» YOUR TASK
Render the part of the data that opens with the line containing "# test: point at every instance of the light" and closes with the end of the data as a Markdown table. Use the columns Number and Entry, with one numbered row per line and blank lines skipped.

» RECORD EXTRACTS
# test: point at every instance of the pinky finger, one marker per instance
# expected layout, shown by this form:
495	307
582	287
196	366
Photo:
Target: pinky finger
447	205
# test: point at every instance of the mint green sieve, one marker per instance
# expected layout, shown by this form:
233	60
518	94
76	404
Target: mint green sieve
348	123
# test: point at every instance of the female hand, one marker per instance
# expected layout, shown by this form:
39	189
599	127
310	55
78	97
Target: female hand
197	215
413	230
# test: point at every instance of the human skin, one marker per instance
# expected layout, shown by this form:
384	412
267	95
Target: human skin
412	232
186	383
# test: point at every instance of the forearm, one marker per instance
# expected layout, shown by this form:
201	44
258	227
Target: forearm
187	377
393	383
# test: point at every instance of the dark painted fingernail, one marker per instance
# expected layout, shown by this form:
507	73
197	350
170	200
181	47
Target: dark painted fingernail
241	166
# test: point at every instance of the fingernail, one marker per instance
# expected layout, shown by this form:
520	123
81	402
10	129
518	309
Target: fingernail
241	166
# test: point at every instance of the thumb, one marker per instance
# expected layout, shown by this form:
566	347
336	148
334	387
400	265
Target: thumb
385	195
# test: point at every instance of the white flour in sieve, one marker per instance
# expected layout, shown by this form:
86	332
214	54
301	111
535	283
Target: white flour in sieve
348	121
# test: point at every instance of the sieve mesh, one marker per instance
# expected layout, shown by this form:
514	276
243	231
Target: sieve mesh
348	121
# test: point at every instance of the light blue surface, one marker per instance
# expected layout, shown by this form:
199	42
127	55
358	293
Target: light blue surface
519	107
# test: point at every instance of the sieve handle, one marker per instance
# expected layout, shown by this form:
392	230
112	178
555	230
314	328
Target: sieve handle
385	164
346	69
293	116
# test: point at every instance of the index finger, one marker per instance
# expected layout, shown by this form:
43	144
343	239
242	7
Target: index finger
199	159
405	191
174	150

» RESPONSE BELOW
| Number | Entry |
|---|---|
| 1 | # test: point at every instance of the light blue surface, one marker per instance |
| 2 | # expected layout, shown by this form: |
| 3 | 199	42 |
| 4 | 127	55 |
| 5 | 358	293 |
| 6 | Target: light blue surface |
| 7 | 519	107 |
| 8 | # test: point at every instance of the sieve handle, one marker per instance |
| 9 | # expected layout, shown by this form: |
| 10 | 392	230 |
| 11 | 112	178 |
| 12 | 555	230 |
| 13 | 314	328 |
| 14 | Target: sieve handle |
| 15 | 385	164 |
| 16 | 346	69 |
| 17 | 293	116 |
| 18 | # test: point at every instance of the index finger, one marker per instance |
| 19 | # expected layout, shown by this form: |
| 20 | 43	144 |
| 21 | 343	239 |
| 22 | 242	7 |
| 23 | Target: index finger |
| 24 | 199	159 |
| 25 | 405	191 |
| 26 | 174	150 |